_YOUR OBJECTIVE_
Whenever a line contains the string "integer", copy it out of the entries.

(Stored data)
-=-=-=-=-

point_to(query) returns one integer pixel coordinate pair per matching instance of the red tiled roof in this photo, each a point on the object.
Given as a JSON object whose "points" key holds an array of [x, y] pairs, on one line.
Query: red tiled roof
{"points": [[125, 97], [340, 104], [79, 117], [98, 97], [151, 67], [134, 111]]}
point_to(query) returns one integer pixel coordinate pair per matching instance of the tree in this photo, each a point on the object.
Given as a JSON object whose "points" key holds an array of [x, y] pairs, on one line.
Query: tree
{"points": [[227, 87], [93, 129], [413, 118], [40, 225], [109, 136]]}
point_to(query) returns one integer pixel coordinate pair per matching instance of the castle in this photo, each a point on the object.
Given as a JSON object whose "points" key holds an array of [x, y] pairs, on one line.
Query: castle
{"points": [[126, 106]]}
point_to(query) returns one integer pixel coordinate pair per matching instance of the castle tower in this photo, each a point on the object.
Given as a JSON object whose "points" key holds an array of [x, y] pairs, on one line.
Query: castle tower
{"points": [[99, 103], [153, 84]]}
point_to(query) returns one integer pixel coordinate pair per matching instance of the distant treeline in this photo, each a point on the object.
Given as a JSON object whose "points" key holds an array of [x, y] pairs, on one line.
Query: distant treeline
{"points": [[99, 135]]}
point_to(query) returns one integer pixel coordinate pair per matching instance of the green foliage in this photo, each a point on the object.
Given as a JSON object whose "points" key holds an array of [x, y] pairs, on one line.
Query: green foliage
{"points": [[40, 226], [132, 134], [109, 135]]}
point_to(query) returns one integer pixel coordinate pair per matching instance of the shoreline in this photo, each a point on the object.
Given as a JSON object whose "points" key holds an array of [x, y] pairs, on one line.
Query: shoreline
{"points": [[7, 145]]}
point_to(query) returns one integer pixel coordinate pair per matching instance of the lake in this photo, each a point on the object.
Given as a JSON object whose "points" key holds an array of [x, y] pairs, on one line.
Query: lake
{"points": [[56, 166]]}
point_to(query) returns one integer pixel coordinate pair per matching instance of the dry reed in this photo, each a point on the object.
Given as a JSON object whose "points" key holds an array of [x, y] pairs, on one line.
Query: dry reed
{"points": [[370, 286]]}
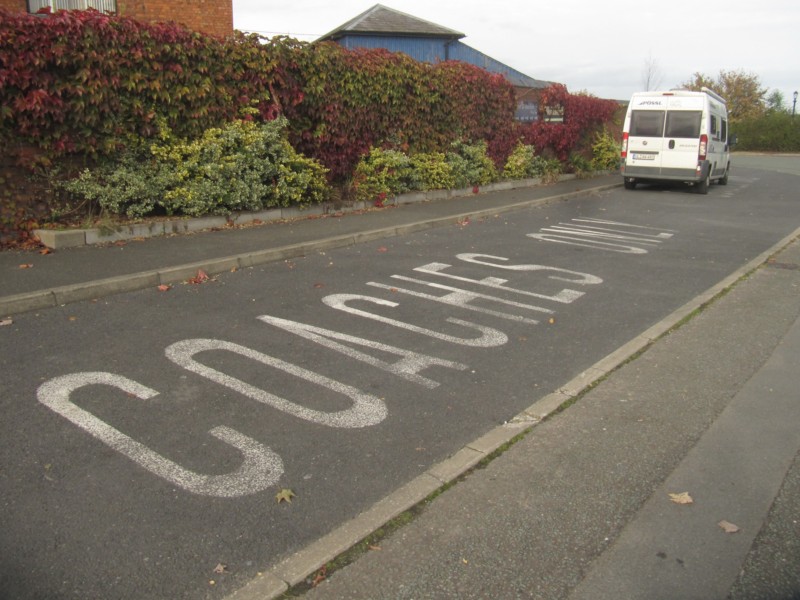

-=-=-=-=-

_REPLY_
point_to(query) returns one integer pixel coordinate pair per matching instance of the red tiled roof in this photo, each a point on the object.
point_to(query) returns one integer pixel coordinate pair per matching instance of the tree in this photo, each a point on the object.
point_to(query) returns one integer pixel coordinate pair per matching instance of the castle in this photo, each a point on the object.
point_to(query) returns one integer pixel coordinate pair per matching instance of the castle tower in this photo, each a point on the object.
point_to(query) returns one integer pixel coordinate pair per matching instance of the distant treeline in this photo, each a point on the object.
point_to(query) returns one integer pixel coordinate pair per matching instance of the green foliage in this photo, each a point on the object.
point_to(query) returns one integer pixel coordinate pair per matching instance of the shoreline in this photo, each a point on the object.
point_to(query) returns one integer pixel coordinate pair per matching instance of the lake in this photo, each a point on the object.
point_to(query) returns one integer pixel coordinate pair per matching instance of the dry reed in this photo, each a point on the object.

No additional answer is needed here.